#### [Work order]
Before doing anything else, copy the entries below exactly.
▬▬▬
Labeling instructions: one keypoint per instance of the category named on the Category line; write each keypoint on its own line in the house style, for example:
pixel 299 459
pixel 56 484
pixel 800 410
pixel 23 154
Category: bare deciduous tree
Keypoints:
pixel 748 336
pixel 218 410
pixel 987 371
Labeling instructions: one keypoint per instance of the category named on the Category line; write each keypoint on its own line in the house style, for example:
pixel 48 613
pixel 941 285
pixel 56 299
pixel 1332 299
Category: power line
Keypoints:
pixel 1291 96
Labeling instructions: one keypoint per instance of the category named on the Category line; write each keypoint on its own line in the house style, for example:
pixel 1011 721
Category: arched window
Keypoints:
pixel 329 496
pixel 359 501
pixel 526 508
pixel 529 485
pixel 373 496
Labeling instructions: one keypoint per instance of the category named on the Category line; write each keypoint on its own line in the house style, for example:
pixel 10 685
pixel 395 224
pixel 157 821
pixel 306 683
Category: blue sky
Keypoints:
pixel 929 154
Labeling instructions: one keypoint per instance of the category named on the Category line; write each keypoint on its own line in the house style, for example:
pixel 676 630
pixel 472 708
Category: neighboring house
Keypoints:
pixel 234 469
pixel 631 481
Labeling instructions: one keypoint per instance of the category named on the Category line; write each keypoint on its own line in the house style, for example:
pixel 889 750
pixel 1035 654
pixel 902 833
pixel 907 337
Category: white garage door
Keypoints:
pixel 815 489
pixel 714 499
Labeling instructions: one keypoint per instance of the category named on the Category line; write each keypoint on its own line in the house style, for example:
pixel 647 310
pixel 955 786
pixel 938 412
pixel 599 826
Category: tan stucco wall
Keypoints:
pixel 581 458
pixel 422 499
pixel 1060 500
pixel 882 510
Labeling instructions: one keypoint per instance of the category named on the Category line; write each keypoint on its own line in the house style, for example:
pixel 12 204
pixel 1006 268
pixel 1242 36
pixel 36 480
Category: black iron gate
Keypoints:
▬▬▬
#### [Written reply]
Labeling instructions: one keypoint per instance of the category named on the Category line; write each keypoint on its own line in the house style, for example:
pixel 299 459
pixel 56 484
pixel 800 410
pixel 23 154
Category: bare deciduous tree
Keypoints:
pixel 748 336
pixel 218 410
pixel 987 371
Labeling instructions: one keypoint per instance of the category named on the Category line; write each keypoint on its own line in the house style, for example:
pixel 48 613
pixel 941 285
pixel 56 299
pixel 1332 299
Category: power line
Keypoints:
pixel 1291 96
Labeling instructions: one keypoint per instance of the category named on the Category line; write each keypoint on its own line in the house style, for example:
pixel 1011 721
Category: arched window
Keypoints:
pixel 329 496
pixel 359 501
pixel 526 508
pixel 529 485
pixel 373 496
Labeling instructions: one keypoint per instance of the category named on the Category line; write each keypoint on its own line in the house style, for example:
pixel 10 685
pixel 395 224
pixel 157 821
pixel 306 683
Category: blue sky
Keypoints:
pixel 929 154
Labeling instructions: one keypoint per instance of the category named on the Category line; write each keypoint on its own line in the house style, for example:
pixel 676 630
pixel 472 708
Category: neighboring house
Keypoints:
pixel 234 469
pixel 631 481
Labeling instructions: one keypoint per instance of the category named on the Category line; write each keypoint on its own line in the house style, for example:
pixel 889 750
pixel 1035 654
pixel 902 833
pixel 907 337
Category: white garage door
Keypoints:
pixel 815 489
pixel 714 499
Labeling instructions: one keypoint per instance of the category named on the Category line; write each keypoint on its own line in the house style, for example:
pixel 647 310
pixel 955 786
pixel 938 412
pixel 599 826
Category: tan stucco wall
Keypoints:
pixel 581 458
pixel 422 499
pixel 1060 500
pixel 882 510
Labeling instructions: one keypoint per instance of the category named on the Category line; write each keypoint on its own line in the house style, for example:
pixel 12 204
pixel 1006 268
pixel 1242 36
pixel 36 480
Category: black iron gate
Keypoints:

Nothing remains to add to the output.